* Set task
Filter the material below, keeping only the lines that contain the word "date", and copy each such line in full.

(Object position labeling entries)
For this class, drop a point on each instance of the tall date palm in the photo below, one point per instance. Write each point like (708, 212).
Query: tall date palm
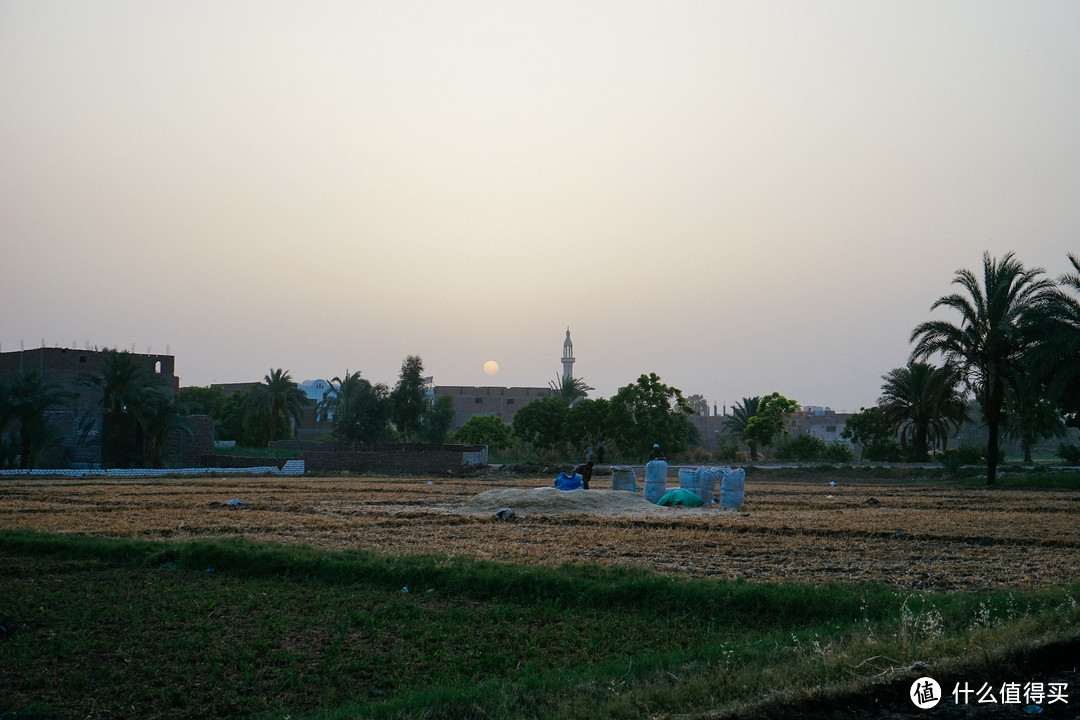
(989, 343)
(923, 404)
(275, 396)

* Task solution
For this class, drop a point on each instance of the tall date palm in the photo below, one point per instance. Write each point like (708, 212).
Query: tall date palm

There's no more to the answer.